───── Text section ─────

Table 4 also reveals that the expected criteria weights, estimated by averaging the weights generated in the trials of both S-AHP variants, are almost equivalent to those derived by using the geometric mean option (T-AHP). In detail, the root mean square of the deviations among the T-AHP and S-AHP variants are 1.091% and 0.985%, respectively, while the simulation variants produce more closely related results with a 0.143% root mean square deviation. However, the minimum and maximum derived criteria weight values indicate that the decision space has a significant range in each dimension (criterion).

According to the T-AHP option, Alt3 is ranked first, recording an SI of 3.717, followed by Alt4 with an SI of 3.675. Alternatives 1 and 2 are in third and fourth place, registering a performance of 3.602 and 3.181, respectively (

Table 5. SIs for the estimation options examined.

Geometric Mean Option	Airline 1	Airline 2	Airline 3	Airline 4
Satisfaction Index	3.602	3.181	3.707	3.675
Ranking	3rd	4th	1st	2nd
Simulation Option (Total Trials)	Airline 1	Airline 2	Airline 3	Airline 4
Satisfaction Index (Minimum)	3.537	2.802	3.468	3.442
Satisfaction Index (Expected)	3.716	3.182	3.707	3.676
Satisfaction Index (Maximum)	3.864	3.368	3.906	3.814
Ranking	1st	4th	2nd	3rd
Simulation Option (Accepted Trials)	Airline 1	Airline 2	Airline 3	Airline 4
Satisfaction Index (Minimum)	3.592	2.952	3.536	3.522
Satisfaction Index (Expected)	3.717	3.184	3.707	3.677
Satisfaction Index (Maximum)	3.821	3.336	3.847	3.778
Ranking	1st	4th	2nd	3rd

). On the other hand, estimation of the expected SIs for each alternative, generated as the average of the values estimated at the simulation trials (Equation (25)), yielded the same ranking order for the simulation variants no matter if the consistency check was omitted or not. In detail, both variants indicate that Alt1 is ranked first, followed by Alt3, while Alt4 and Alt2 are ranked in third and fourth place. Summarizing, the difference in the observed ranking orders is because Alt1 manages to climb to the first-rank position in S-AHP variants although the specific airline was ranked third using T-AHP.

Table 5 indicates that the T-AHP-estimated SIs fall between the minimum and maximum estimated values of the simulation trials generated. Thus, there is evidence that T-AHP ranking may also occur in the simulation trials. Moreover, the estimated SI magnitude for Alt1, Alt3 and Alt4 remains too close for both T-AHP and S-AHP especially, leaving space to develop an argument regarding the existence of practically equivalent alternatives. In contrast to the geometric mean option (T-AHP), where a single SI is obtained, S-AHP variants are capable of investigating the stability of the results to various changes regarding both criteria and alternative performances. A simulation of passengers’ responses enables an investigation with respect to both the stability of the derived solution and the quality of the ranking orders obtained.

─────

Exercise details
Please continue the passage comparing the T-AHP and S-AHP airline satisfaction rankings, picking up after its final sentence.

───── Records ─────

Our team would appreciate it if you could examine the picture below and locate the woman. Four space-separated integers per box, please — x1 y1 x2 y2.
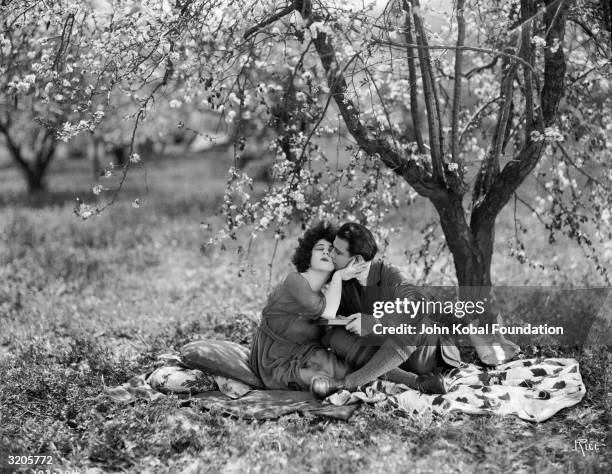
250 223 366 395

─────
───── Records ─────

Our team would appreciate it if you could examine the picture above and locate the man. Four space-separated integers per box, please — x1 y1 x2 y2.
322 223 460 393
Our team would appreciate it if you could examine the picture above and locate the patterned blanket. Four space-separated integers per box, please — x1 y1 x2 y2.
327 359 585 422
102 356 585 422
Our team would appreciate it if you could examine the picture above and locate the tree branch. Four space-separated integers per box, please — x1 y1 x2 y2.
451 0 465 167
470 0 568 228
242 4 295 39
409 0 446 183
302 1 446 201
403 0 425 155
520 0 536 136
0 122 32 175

─────

Output
An approach to quantify the stability related to the performance of the examined alternatives in simulation trials is to estimate the distribution of the expected score that will be generated. Such an analysis, focused on the 3037 consistent trials, is highlighted in

Table 6. Examined alternative scenarios’ SI distributions.

			Satisfaction Index (N of trials)
Range			Airline 1	Airline 2	Airline 3	Airline 4
2.9	to	3.0	-	0.03% (1)	-	-
3.0	to	3.1	-	5.60% (170)	-	-
3.1	to	3.2	-	56.87% (1727)	-	-
3.2	to	3.3	-	36.65% (1113)	-	-
3.3	to	3.4	-	0.86% (26)	-	-
3.5	to	3.6	0.03% (1)	-	0.49% (15)	1.09% (33)
3.6	to	3.7	30.29% (920)	-	41.82% (1270)	75.70% (2299)
3.7	to	3.8	68.98% (2095)	-	56.34% (1711)	23.31% (705)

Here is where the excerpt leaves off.